(Rows from a pointing dataset)
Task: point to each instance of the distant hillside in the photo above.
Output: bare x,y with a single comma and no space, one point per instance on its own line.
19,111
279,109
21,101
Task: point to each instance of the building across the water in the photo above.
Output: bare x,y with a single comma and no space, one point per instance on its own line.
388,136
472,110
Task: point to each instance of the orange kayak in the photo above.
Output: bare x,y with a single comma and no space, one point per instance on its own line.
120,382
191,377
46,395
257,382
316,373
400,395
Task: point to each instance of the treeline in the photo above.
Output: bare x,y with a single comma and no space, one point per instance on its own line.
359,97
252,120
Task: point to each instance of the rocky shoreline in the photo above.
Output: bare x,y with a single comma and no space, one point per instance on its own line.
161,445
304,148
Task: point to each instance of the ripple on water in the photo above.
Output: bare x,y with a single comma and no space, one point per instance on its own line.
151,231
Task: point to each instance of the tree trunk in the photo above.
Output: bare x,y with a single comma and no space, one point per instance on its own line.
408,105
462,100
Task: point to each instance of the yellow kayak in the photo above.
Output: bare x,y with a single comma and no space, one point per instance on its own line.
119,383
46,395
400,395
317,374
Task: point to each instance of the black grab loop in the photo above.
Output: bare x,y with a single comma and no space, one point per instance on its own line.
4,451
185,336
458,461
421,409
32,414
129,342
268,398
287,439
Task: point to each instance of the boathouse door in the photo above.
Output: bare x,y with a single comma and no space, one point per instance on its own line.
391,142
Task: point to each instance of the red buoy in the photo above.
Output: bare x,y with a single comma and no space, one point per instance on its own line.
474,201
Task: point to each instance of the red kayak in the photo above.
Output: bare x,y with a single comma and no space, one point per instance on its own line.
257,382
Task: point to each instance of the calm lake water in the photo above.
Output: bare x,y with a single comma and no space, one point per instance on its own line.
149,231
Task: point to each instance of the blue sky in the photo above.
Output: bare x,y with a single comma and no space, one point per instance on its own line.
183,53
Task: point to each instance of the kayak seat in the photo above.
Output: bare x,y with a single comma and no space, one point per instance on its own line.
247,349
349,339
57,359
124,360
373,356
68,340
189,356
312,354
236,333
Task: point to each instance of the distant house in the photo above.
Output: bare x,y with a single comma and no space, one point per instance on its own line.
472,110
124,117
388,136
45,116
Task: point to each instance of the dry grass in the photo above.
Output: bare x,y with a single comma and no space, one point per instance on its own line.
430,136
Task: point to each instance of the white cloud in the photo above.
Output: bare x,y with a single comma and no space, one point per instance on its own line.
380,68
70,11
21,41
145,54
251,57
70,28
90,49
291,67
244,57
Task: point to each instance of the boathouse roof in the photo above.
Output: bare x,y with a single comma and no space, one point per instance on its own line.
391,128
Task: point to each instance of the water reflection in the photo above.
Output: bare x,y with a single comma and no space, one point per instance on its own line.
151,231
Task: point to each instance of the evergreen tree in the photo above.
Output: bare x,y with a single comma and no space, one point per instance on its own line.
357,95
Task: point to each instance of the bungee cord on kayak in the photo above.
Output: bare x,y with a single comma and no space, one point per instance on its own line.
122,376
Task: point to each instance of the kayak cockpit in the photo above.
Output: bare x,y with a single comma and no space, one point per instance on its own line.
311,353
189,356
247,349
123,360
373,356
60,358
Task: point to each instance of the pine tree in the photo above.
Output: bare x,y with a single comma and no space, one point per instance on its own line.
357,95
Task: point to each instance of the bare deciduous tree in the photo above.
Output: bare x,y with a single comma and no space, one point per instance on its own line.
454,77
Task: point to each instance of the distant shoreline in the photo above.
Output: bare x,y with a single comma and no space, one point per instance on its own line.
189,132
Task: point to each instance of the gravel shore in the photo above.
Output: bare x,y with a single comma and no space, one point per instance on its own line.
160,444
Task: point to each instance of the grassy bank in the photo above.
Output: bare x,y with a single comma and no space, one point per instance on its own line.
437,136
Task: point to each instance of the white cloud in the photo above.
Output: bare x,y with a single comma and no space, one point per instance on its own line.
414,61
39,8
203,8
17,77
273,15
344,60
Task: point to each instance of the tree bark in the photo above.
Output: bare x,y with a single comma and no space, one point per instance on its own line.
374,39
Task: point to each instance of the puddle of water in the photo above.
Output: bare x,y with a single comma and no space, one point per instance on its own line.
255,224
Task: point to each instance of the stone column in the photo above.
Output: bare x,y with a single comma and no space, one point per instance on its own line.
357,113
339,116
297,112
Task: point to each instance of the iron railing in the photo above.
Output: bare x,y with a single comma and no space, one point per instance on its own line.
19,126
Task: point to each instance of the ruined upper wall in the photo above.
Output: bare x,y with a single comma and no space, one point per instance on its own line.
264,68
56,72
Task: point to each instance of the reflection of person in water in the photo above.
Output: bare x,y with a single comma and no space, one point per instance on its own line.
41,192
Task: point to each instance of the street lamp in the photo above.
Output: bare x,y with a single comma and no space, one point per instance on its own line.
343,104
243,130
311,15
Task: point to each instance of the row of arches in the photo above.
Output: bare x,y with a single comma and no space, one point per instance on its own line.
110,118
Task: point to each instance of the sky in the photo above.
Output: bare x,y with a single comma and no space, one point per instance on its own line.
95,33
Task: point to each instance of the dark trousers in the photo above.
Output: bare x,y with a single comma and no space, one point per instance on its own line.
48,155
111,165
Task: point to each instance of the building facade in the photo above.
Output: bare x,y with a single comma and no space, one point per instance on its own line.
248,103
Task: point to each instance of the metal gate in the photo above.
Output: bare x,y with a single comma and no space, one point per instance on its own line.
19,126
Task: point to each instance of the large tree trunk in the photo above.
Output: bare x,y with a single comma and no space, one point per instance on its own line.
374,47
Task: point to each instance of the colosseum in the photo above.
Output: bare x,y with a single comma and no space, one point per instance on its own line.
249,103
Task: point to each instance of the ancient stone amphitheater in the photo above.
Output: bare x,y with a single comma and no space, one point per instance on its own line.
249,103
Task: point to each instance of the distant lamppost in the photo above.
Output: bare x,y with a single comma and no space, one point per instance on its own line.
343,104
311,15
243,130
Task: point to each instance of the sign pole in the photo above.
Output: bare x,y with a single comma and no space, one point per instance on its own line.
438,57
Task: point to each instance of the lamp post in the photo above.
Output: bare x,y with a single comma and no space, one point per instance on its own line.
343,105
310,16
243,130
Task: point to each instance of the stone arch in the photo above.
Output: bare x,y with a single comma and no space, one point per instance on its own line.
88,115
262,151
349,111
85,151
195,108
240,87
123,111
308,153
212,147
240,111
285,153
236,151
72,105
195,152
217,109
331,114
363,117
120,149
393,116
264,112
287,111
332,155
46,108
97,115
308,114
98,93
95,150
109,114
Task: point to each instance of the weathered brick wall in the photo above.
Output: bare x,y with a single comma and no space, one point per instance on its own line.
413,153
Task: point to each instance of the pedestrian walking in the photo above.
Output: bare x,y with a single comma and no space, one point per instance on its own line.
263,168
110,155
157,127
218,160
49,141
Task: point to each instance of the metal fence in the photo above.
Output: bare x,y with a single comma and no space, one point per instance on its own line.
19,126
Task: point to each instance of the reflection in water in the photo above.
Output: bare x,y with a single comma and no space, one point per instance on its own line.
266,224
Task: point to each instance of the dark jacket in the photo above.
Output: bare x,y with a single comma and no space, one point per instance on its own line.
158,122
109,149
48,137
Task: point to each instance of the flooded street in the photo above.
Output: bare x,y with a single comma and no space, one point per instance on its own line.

■ **WORK TO DO**
Please output every record, keeping each line exact.

■ **THE REPLY**
Task: point to each instance of the distant hillside in the photo above.
Output: bare x,y with a single comma and no space, one point per instance on its own line.
19,111
279,109
21,101
Task: point to each instance of the building across the water in the photo above.
Output: bare x,y with a single comma and no space, one point per instance on its own line.
388,136
472,110
Task: point to each instance of the orange kayak in the photo above.
Output: bare x,y with a single comma and no space, one point per instance on its own line.
120,382
191,377
46,395
257,382
316,373
400,395
Task: point to each instance of the treeline in the photo above.
Output: bare x,y with a single comma and no space, one point per instance on its own line.
359,97
252,120
Task: point to each instance of the rocky shoreline in the photo above.
Output: bare x,y with a single comma and no space, one point per instance on its own line.
161,445
304,148
Task: point to each instance of the ripple on water in the photo above.
Output: bare x,y with a single comma and no space, one point per instance on its own line.
151,231
Task: point to each instance of the tree trunk in the photo above.
Output: bare x,y with a single comma and no space, one point per instance on its own line.
408,105
462,100
Task: point to each instance of the yellow kayak in the photo above.
Output: bare x,y with a single comma and no space, one point per instance on its own line.
119,383
46,395
400,395
317,374
Task: point to each instance of the black grab loop in the photo above.
Output: bare x,y with a single comma and no space, one point per instance on its own line.
4,451
185,336
458,461
421,409
32,414
129,342
268,398
287,439
Task: point to each instance of the boathouse door in the photo above.
Output: bare x,y with a single comma and no space, one point per instance on its own line.
391,142
Task: point to each instance of the red buoy in the photo above.
Output: bare x,y with a single comma and no space, one point per instance on its own line.
474,201
Task: point to each instance of the red kayak in the photo above.
Output: bare x,y with a single comma and no space, one point per instance on its own line.
257,382
Task: point to each instance of the calm lake water in the photo above.
Output: bare x,y with a single comma and no space, one point per instance on its own line.
149,231
Task: point to each instance of the blue sky in the photo above.
Output: bare x,y with a single comma and no space, one point per instance on its own line.
183,53
Task: point to each instance of the kayak seat in the photo above.
Output: bare x,y with a single comma and no space, one point per instance on its own line.
247,349
349,339
57,359
124,360
373,356
68,340
189,356
312,354
236,333
Task: point to each instance of the distant house in the photo above.
Output: bare x,y with a single comma and no space, one point per instance on its own line.
472,110
124,117
388,136
45,116
Task: point to each instance of the dry grass in the photo above.
Output: bare x,y with a single comma and no space, one point per instance on its own line.
430,136
Task: point to each instance of the white cloud in the photo above.
Output: bare x,y with a single comma and no space, one point per instance on its own line.
380,68
70,11
21,41
145,54
251,57
70,28
90,49
291,67
244,57
Task: point to each instance of the boathouse roof in the photo above.
Output: bare x,y with a single comma and no space, one point per instance on its own line.
391,128
Task: point to each instance of the water reflection in the photo above.
Output: bare x,y with a single comma and no space, one point per instance on its own line.
151,231
Task: point to each instance of the evergreen tree in the photo above.
Output: bare x,y with a single comma and no space, one point per instance on its own line.
357,95
Task: point to each instance of the bungee cord on kayak in the photo above.
Output: bare x,y with a single comma and no space, one point per instance on its own line.
122,376
Task: point to each instance of the kayak cockpit in the photo above.
Output: bare x,y with a single comma and no space, one point per instance on its own line.
311,353
189,356
247,349
123,360
373,356
60,358
Task: point to each instance of the pine tree in the photo above.
Output: bare x,y with a single comma and no space, one point per instance on its own line.
357,95
Task: point to each instance of the bare deciduous tree in the photo above.
Output: bare x,y with a single comma and no space, one point per instance on its own line.
454,77
Task: point to each instance of the distant shoreline in the photo above.
Output: bare x,y with a single comma and no space, one point per instance on its own line.
189,132
Task: point to each instance of the gravel shore in the photo above.
Output: bare x,y with a single comma and no space, one point per instance on its own line.
160,444
Task: point to each instance of the grassy bank in the photo above.
Output: bare x,y with a single comma and no space, one point per instance on its own line.
437,136
Task: point to each instance of the white cloud in the photo above.
Output: bare x,y with a single comma and no space, one point per instance on its own line.
414,61
39,8
203,8
17,77
273,15
344,60
Task: point to each instance of the tree bark in the photo above.
Output: bare x,y with a single comma and no space, one point per instance on its own line.
374,39
Task: point to each instance of the puddle of water in the photo above.
Output: bare x,y with a single comma and no space, one point per instance on its own line.
255,224
Task: point to each instance of the stone column in the photo above.
Output: bare x,y with a single comma and no space, one point per instance on its own line.
357,113
339,116
297,112
Task: point to each instance of the iron railing in the photo above.
Output: bare x,y with a single comma and no space, one point per instance on its own line.
19,126
Task: point to each instance of the ruined upper wall in the photo above.
Output: bare x,y with a single comma and no space, one point per instance on its own line.
264,68
56,72
Task: point to each instance of the reflection of person in water in the photo above.
Output: bare x,y with a single comma and no space, one point per instance on its own line.
41,192
Task: point to each instance of the street lamp in the photo above.
Output: bare x,y with a single comma and no space, one point per instance on its own line.
343,104
243,130
311,15
Task: point to each instance of the row of arches in the photo above.
Output: bare x,y with a single comma and no space, one point per instance on its own line.
110,118
Task: point to each instance of the sky in the photo above.
Output: bare x,y with a single comma and no space, one point per instance on its own line.
95,33
Task: point to each instance of the dark trousers in the photo above.
Output: bare x,y with a single comma and no space, one point per instance on its own line.
48,155
111,165
Task: point to each instance of the building facade in the photo above.
Output: bare x,y with a single comma and no space, one point per instance on its own line.
248,103
Task: point to each instance of the metal gate in the photo above.
Output: bare x,y with a single comma and no space, one point per instance on its own line.
19,126
Task: point to each instance of the large tree trunk in the photo above.
Output: bare x,y with a single comma and no space, one point per instance on its own line.
374,47
Task: point to each instance of the colosseum in the photo above.
Output: bare x,y with a single comma and no space, one point per instance on its own line.
249,103
Task: point to each instance of the ancient stone amphitheater in the photo above.
Output: bare x,y with a single comma and no space, one point per instance on its own line.
249,103
Task: point to each instance of the distant lamppost in the photo above.
Output: bare x,y with a single comma and no space, one point per instance on its own line.
343,104
311,15
243,130
Task: point to each instance of the sign pole in the photo above.
Output: bare x,y with a single comma and no space, one point per instance on its own line.
438,57
Task: point to each instance of the lamp post in the photo above.
Output: bare x,y with a single comma and no space, one point per instance on its own line.
343,105
310,16
243,130
Task: point to each instance of the stone arch in the photo above.
Output: bare x,y with a single comma and no space, one point per instance on its own line.
88,115
262,151
349,111
85,151
195,108
240,87
123,111
308,153
212,147
240,111
285,153
236,151
72,105
195,152
217,109
331,114
363,117
120,149
393,116
264,112
287,111
332,155
46,108
97,115
308,114
98,93
95,150
109,114
Task: point to each instance of the weathered brick wall in the photo above.
Output: bare x,y with a single comma and no space, one point per instance on its own line.
413,153
Task: point to each instance of the pedestrian walking in the photo above.
Output: bare x,y with a single comma and no space, one point per instance on its own line.
263,168
110,155
157,127
218,160
49,141
Task: point to each instance of the metal fence in the photo above.
Output: bare x,y with a single comma and no space, one point per instance on its own line.
19,126
Task: point to each instance of the reflection in water in the photo above.
Output: bare x,y with a single comma and no space, one point per instance on its own line.
266,224
Task: point to each instance of the dark jacket in the photo above.
Output: bare x,y with a single comma and no space, one point per instance on its own line.
158,122
109,149
48,137
Task: point to each instance of the flooded street in the photo above.
Output: bare x,y with a single comma and no space, one point per instance on its own line.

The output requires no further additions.